Format the entries below as a Markdown table with two columns, Row (a running number) and Entry (the line), and skip any blank lines. Omit the pictures.

== INFORMATION SUPPLIED ==
** BEGIN **

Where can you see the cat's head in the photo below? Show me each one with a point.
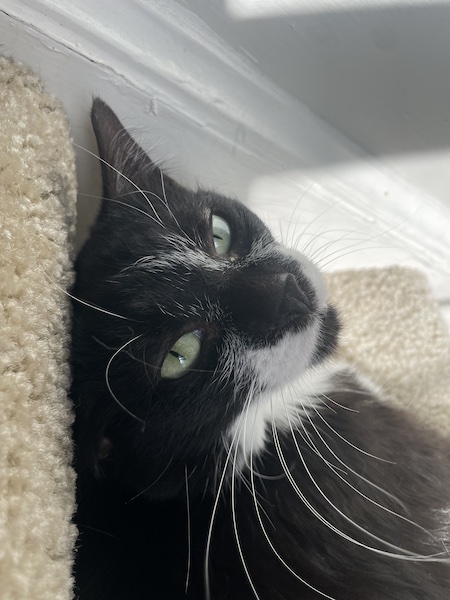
(202, 316)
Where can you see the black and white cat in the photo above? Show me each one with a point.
(222, 453)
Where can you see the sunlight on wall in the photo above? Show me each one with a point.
(259, 9)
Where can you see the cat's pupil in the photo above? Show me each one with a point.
(182, 356)
(221, 235)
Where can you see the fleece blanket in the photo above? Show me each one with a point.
(392, 331)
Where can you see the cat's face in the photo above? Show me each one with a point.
(203, 317)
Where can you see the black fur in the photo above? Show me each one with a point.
(135, 449)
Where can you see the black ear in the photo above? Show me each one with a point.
(125, 165)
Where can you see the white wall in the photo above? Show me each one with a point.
(231, 102)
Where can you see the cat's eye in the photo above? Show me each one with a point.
(182, 356)
(221, 235)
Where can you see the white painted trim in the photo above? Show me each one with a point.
(167, 54)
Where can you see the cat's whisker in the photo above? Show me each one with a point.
(371, 483)
(136, 187)
(153, 483)
(267, 537)
(404, 554)
(302, 196)
(108, 385)
(219, 489)
(188, 516)
(401, 554)
(166, 204)
(84, 302)
(344, 439)
(234, 518)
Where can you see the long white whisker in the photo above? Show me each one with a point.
(264, 530)
(405, 554)
(160, 476)
(136, 187)
(214, 512)
(84, 302)
(374, 485)
(108, 367)
(233, 513)
(344, 439)
(188, 509)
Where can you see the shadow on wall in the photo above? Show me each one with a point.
(380, 75)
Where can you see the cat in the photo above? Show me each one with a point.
(222, 451)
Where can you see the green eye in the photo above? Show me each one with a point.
(182, 355)
(221, 235)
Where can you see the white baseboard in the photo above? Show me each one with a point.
(225, 125)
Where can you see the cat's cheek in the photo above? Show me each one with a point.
(312, 273)
(285, 361)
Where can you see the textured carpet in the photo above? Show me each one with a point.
(393, 332)
(37, 216)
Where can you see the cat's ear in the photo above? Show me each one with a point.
(126, 167)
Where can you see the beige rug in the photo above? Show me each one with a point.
(37, 216)
(393, 331)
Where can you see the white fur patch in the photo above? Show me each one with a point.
(282, 407)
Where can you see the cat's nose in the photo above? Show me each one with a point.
(263, 302)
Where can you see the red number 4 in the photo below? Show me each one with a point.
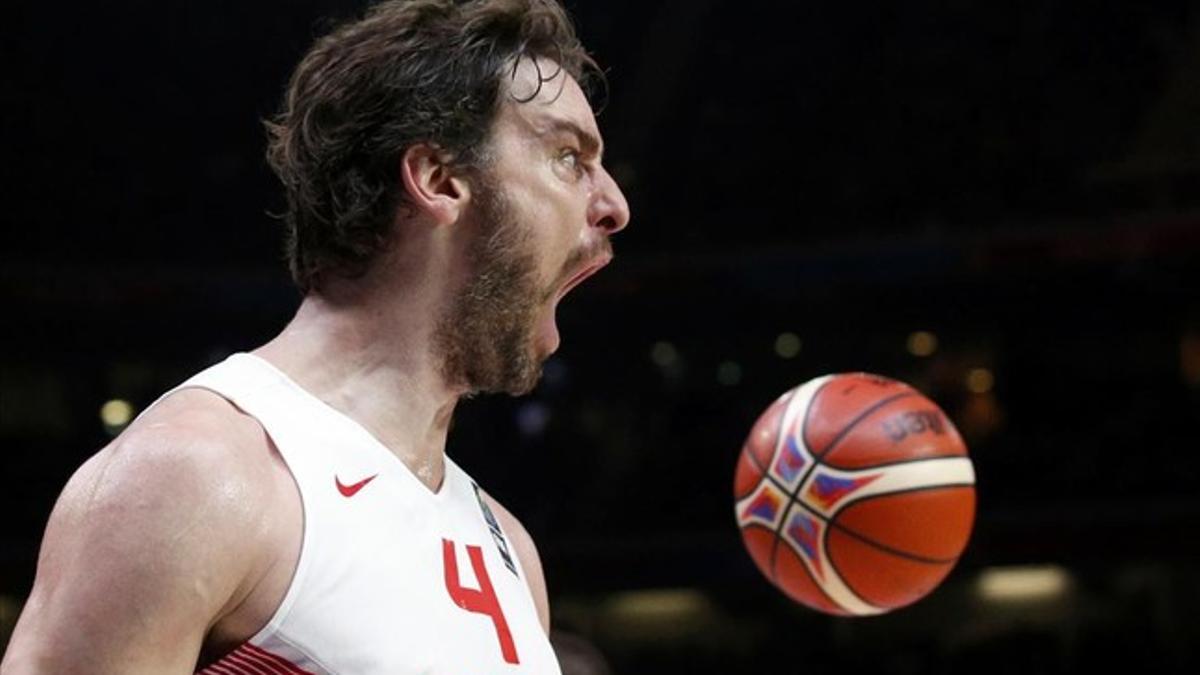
(481, 601)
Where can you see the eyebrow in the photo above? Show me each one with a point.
(589, 142)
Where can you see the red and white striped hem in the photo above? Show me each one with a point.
(249, 659)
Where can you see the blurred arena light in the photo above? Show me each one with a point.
(787, 345)
(114, 414)
(1023, 584)
(979, 381)
(922, 344)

** END **

== SOLUTION BELOW ==
| Row | Entry |
|---|---|
| 1 | Where can you see the cat's head in the photo below? Show me each one with a point. |
| 2 | (202, 316) |
| 3 | Where can you see the black and white cat in the photo above? Show me each one with a point. |
| 4 | (222, 453) |
| 5 | Where can you see the sunlight on wall in the photo above? Show me each one with a point. |
| 6 | (259, 9) |
| 7 | Where can you see the cat's pupil in the photo above? Show me each one with a point. |
| 8 | (182, 356) |
| 9 | (221, 235) |
| 10 | Where can you see the fleece blanket in the photo above? Show me each one with a point. |
| 11 | (392, 331) |
| 12 | Where can you see the cat's face in the photo above? Show me each one with a point. |
| 13 | (203, 317) |
| 14 | Where can you see the black fur in the photo above? Show me each one with a point. |
| 15 | (135, 449) |
| 16 | Where can you see the black ear in the photo above? Show me each one with a point. |
| 17 | (125, 165) |
| 18 | Where can you see the white wall in the photo above? Show me each one with a point. |
| 19 | (231, 102) |
| 20 | Where can you see the cat's eye in the photo above? Show me each one with a point. |
| 21 | (182, 356) |
| 22 | (221, 235) |
| 23 | Where can you see the white painted trim in the photo above? Show me each one with a point. |
| 24 | (167, 54) |
| 25 | Where can you see the cat's whisker in the photo above? Show me each one with a point. |
| 26 | (371, 483) |
| 27 | (136, 187) |
| 28 | (153, 483) |
| 29 | (267, 537) |
| 30 | (404, 554) |
| 31 | (302, 196) |
| 32 | (108, 385) |
| 33 | (219, 489) |
| 34 | (188, 516) |
| 35 | (401, 554) |
| 36 | (166, 204) |
| 37 | (84, 302) |
| 38 | (344, 439) |
| 39 | (234, 518) |
| 40 | Where can you see the long white whisker in the photo above? Show me each one with a point. |
| 41 | (264, 530) |
| 42 | (405, 554) |
| 43 | (160, 476) |
| 44 | (136, 187) |
| 45 | (214, 512) |
| 46 | (84, 302) |
| 47 | (374, 485) |
| 48 | (108, 367) |
| 49 | (233, 513) |
| 50 | (344, 439) |
| 51 | (188, 509) |
| 52 | Where can you see the shadow on wall in the photo above? Show me each one with a point. |
| 53 | (380, 75) |
| 54 | Where can you see the cat in the photo above? Show me each one with a point. |
| 55 | (222, 451) |
| 56 | Where can you see the green eye in the photo above? Show me each one with a point. |
| 57 | (182, 355) |
| 58 | (221, 235) |
| 59 | Where can you see the white baseboard in the photo above? Show me each one with a point. |
| 60 | (225, 125) |
| 61 | Where can you see the cat's cheek in the photo above? Show me each one with a point. |
| 62 | (312, 273) |
| 63 | (285, 361) |
| 64 | Where can you see the textured carpet in the photo above? Show me each one with a point. |
| 65 | (393, 332) |
| 66 | (37, 216) |
| 67 | Where can you see the cat's ear in the photo above? Show me each one with a point. |
| 68 | (126, 167) |
| 69 | Where can you see the beige rug in the photo above? Show me each one with a point. |
| 70 | (37, 216) |
| 71 | (393, 331) |
| 72 | Where can you see the white fur patch in the photo above? Show me each one with a point. |
| 73 | (282, 407) |
| 74 | Where can you see the cat's nose in the photo above? Show me each one with a point. |
| 75 | (263, 302) |
| 76 | Where can you see the red number 4 in the photo below? Show me each one with a point. |
| 77 | (481, 601) |
| 78 | Where can you see the eyebrow in the photo above? Show me each one with a point. |
| 79 | (589, 142) |
| 80 | Where can you see the red and white striped hem in the photo above? Show me each one with a point. |
| 81 | (249, 659) |
| 82 | Where can you see the blurred arena light in the photo above? Show me each one with a point. |
| 83 | (787, 345) |
| 84 | (114, 414) |
| 85 | (1023, 584) |
| 86 | (979, 381) |
| 87 | (922, 344) |